_Work order:_ Each line below must be transcribed with no word changed.

(Point-per-instance localization data)

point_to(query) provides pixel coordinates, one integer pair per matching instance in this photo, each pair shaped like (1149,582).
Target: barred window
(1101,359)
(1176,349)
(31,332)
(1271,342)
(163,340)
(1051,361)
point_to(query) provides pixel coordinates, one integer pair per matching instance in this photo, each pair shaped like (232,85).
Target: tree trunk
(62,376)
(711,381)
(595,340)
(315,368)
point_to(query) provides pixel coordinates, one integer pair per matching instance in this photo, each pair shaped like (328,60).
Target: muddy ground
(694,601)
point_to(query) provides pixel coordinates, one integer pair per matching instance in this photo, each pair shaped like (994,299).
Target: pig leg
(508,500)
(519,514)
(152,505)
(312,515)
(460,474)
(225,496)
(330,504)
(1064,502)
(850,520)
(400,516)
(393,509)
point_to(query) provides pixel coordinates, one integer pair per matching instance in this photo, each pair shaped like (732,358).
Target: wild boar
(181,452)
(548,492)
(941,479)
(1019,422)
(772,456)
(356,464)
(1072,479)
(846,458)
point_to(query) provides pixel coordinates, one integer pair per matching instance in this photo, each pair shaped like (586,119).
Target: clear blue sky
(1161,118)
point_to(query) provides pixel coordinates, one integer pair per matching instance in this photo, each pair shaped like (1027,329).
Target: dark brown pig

_Solution to the problem:_
point_to(query) provides pixel coordinates, one integer pair per matching instance in this photo, each pair shaped like (1149,582).
Target: barred window
(1101,359)
(1176,349)
(31,332)
(1271,342)
(163,340)
(1051,361)
point_to(query) provides pixel coordinates, one integer pair per matching instance in this photo, each pair shaped like (232,85).
Target: tree trunk
(62,376)
(711,381)
(595,340)
(315,368)
point_to(query) provides pixel coordinates, one integer pair per matching instance in this photo, each pair shaped like (328,60).
Target: muddy ground
(694,601)
point_to(query) provides pixel coordinates, one integer pair per matching instance in this photo, each pair shaped like (994,299).
Target: pig leg
(508,500)
(519,514)
(152,505)
(312,515)
(460,474)
(225,496)
(330,504)
(1064,502)
(850,520)
(400,516)
(393,509)
point_to(query) provides pixel coordinates, one integer pair per matching instance in this photo, each pair shaped like (732,358).
Target: wild boar
(181,452)
(548,492)
(941,479)
(1019,422)
(772,456)
(356,464)
(1072,479)
(846,458)
point_to(query) provides pixel coordinates, one integer pair per matching instance in this photo, each pair shaped like (586,119).
Target: clear blue sky
(1161,118)
point_to(query) provides pixel coordinates, one integer pair per matching instance in this photo, each pair shaped like (1027,329).
Target: dark brown pig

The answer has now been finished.